- [What the task asks]:
Pull out each line of the entries that includes the string "hanger", and copy those lines in the order they appear.
-- start Input --
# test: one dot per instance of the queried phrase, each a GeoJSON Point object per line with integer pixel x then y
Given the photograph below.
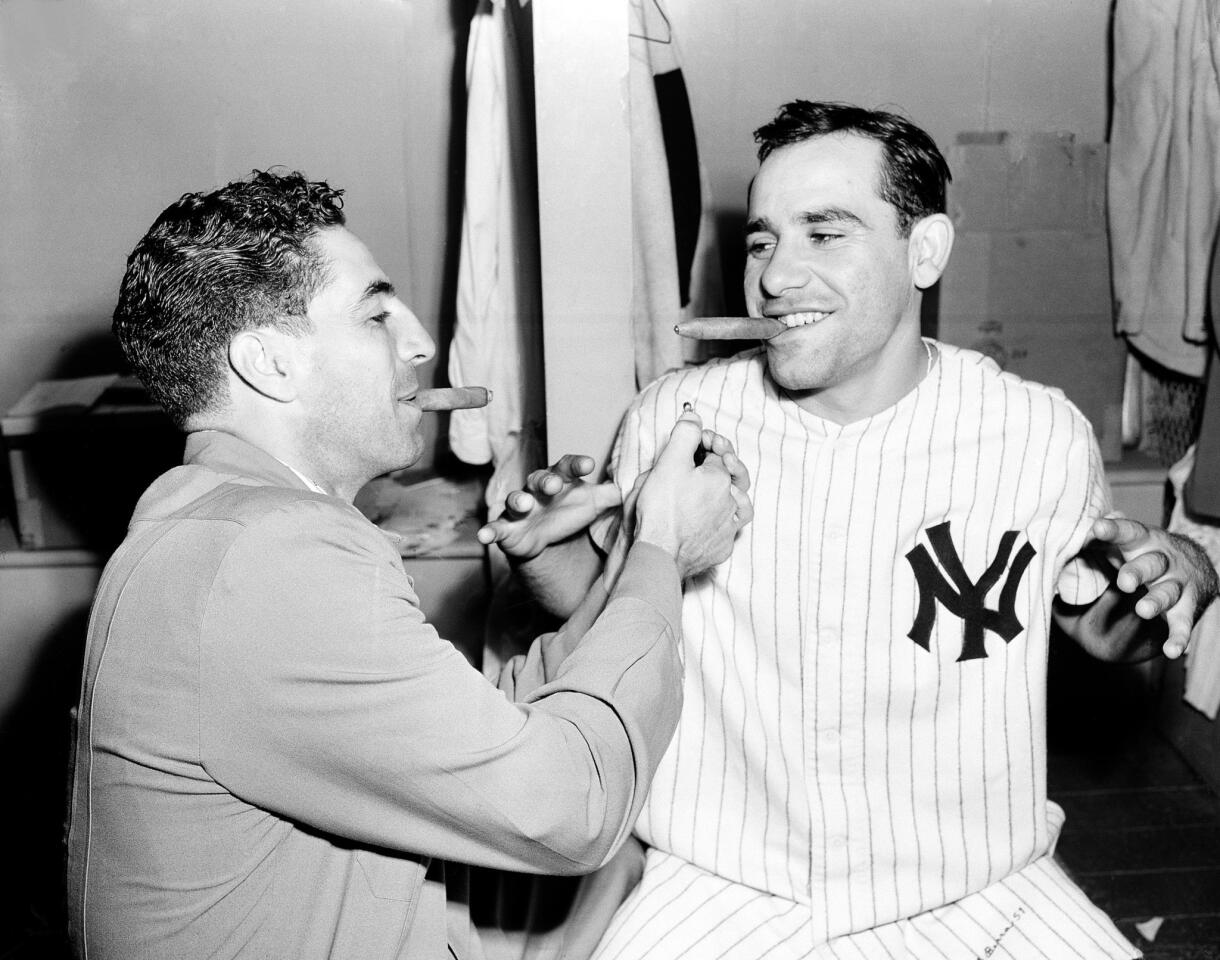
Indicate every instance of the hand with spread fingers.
{"type": "Point", "coordinates": [1176, 575]}
{"type": "Point", "coordinates": [556, 504]}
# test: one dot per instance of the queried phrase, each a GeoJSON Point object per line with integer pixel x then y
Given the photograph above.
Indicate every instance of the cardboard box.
{"type": "Point", "coordinates": [1029, 282]}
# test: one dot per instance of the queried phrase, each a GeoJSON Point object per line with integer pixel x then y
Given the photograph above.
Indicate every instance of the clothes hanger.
{"type": "Point", "coordinates": [669, 28]}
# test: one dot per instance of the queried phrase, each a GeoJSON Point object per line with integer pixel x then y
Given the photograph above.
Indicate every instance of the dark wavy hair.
{"type": "Point", "coordinates": [914, 175]}
{"type": "Point", "coordinates": [211, 266]}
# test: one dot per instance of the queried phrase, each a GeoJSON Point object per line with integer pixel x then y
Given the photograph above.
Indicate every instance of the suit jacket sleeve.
{"type": "Point", "coordinates": [332, 702]}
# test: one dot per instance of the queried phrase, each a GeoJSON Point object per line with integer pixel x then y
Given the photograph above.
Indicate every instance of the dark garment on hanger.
-- end Input --
- [Right answer]:
Indicate every instance of the clothes hanger.
Indicate every instance of the dark garment on hanger.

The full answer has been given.